[Страница]:
* * * *

Шрифт:
Интервал:
Закладка:
<…> Последуя сей-то Божественной искре, вложенной в естество моей души, я небоязненно оставляю священную обитель и смело вторгаюсь в объятия, или вернее в самую утробу пустынную, где неугасимо сияет невечерний свет великолепного, пребожественного имени Иисус-Христова; где проливаются источники благостыни; текут целые океаны чистого духовного радования о Боге Спасе нашем; где отсутствует суета мирская, и откуда бежит всякое земное попечение, и царствуют безмолвие и тишина, и углубление ума и сердца в Боге, и духовно радостное с Ним сердечное соединение[1023].
Вслед за Исааком Сириным, схимонах Иларион подчеркивает, что призвание к пустынножительству есть удел немногих иноков — тех, кто имеет особое предрасположение к одиночеству:
Говоря о пустыне и о жизни в ней, говорим отнюдь не для всех, а только для некоторых из нас, имеющих в душах своих семя этой жизни, т. е. прирожденную наклонность к уединению, молчанию, удалению от людей — вообще способность к сосредоточенной, внутренней жизни. А это, как известно, есть особенный класс людей, не совсем похожий на прочих. Большинство людей живет вовне, а разумный пустынник пребывает внутрь себя, храня чистые помыслы ума своего и святые чувства сердца; стоит пред лицом Бога, Которого и зрит посреде сердца своего[1024]<…>
Пребывание в пустыне дает возможность человеку встретиться лицом к лицу с Богом, узреть Бога в глубинах собственного сердца:
Зрит св. пророк Илия Бога сердечными очами, стоя пред лицом Ахава, нечестивого царя Израильского, ибо говорит: «Жив Господь, Ему же предстою днесь» умом и сердцем. Но более, живее и явственнее зрит он Бога на пустынной горе Хорив, и не точию зрит, но даже и беседует с Ним, ибо Господь говорит ему:
«Почто здесь еси Илие?» А тот отвечает: «Ревнуя, поревновах по Господе, Бозе Вседержителе!»[1025]. Пустынное безмолвие есть предыизображение жизни грядущего века, как говорит св. Отец: «Молчание есть таинство будущего века»[1026].
Пребывание в пустыне сопряжено с радостью и подлинным счастьем, ибо позволяет подвижнику войти в состояние предвкушения будущего блаженства, отрешившись от суеты мира сего:
Здесь предвкушается радость вечного спасения; человек входит в глубину своей духовной природы, во святилище духа, за вторую завесу скинии, куда единожды в год входил первосвященник. И здесь зрит тайны Божий — великие и неизреченные, непосредственно предстоя лицу Божию зрением ума своего в сердечном храме своего внутреннего человека[1027].

* * * *

[Исходный материал]:
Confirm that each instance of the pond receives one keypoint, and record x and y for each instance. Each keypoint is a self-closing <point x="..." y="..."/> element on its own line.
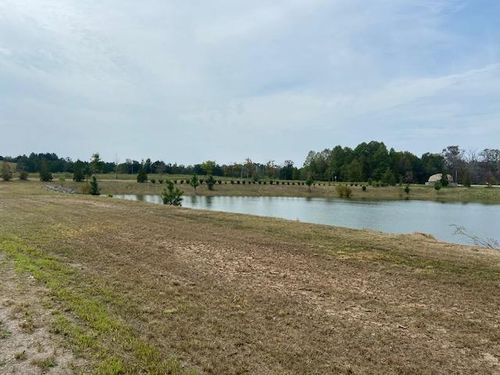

* * * *

[Задания]:
(1) Ответьте на вопросы по тексту о пустынножительстве, помечая ответы так же, как вопросы:
(а) Вслед за кем схимонах Иларион подчеркивает, что призвание к пустынножительству есть удел немногих иноков?
(б) На какой горе пророк Илия не только зрит Бога, но и беседует с Ним?
(в) Куда, согласно тексту, единожды в год входил первосвященник?
(2) Продолжите текст о пустынной жизни, начав сразу после его последнего предложения.

[Ответы к заданиям]:
(1)
(а) Вслед за Исааком Сириным.
(б) На пустынной горе Хорив.
(в) За вторую завесу скинии.

(2)
В это время блаженного состояния счастливый житель пустыни забывает все дольнее, весь мир со всею его суетою, заботами и прелестью, влекущею ко греху. Он переживает блаженство премирного состояния, которое есть достояние будущего века; вкушает полную чашу истинного счастья, никому не ведомую, кроме подобных ему. Раскрываются его внутренние очи сердца, и он входит в общение с духовным миром, и [того] что сокрыто от всех живущих по духу века сего, он делается свободным и легким обладателем[1028].
«Горы Кавказа»
Предшествующий обзор нескольких наиболее характерных тем книги «На горах Кавказа» выявил значительное сходство между изложенным в ней учением и восточно-христианской святоотеческой традицией. Есть, однако, одна тема, которая, как нам кажется, никогда еще не звучала в аскетической литературе с такой пронзительной яркостью, с какой она прозвучала в книге о. Илариона, — тема природы как храма Божия, как места присутствия Бога. Возможно, именно те «благоуханнейшие страницы религиозной поэзии»[1029], которые посвящены описанию кавказской природы, сделали книгу «На горах Кавказа» столь популярной среди русских монахов начала XX века, не испытывавших недостатка в другой литературе, посвященной молитве Иисусовой. Эти страницы, на наш взгляд, ставят книгу схимонаха Илариона в один ряд с выдающимися произведениями христианской письменности.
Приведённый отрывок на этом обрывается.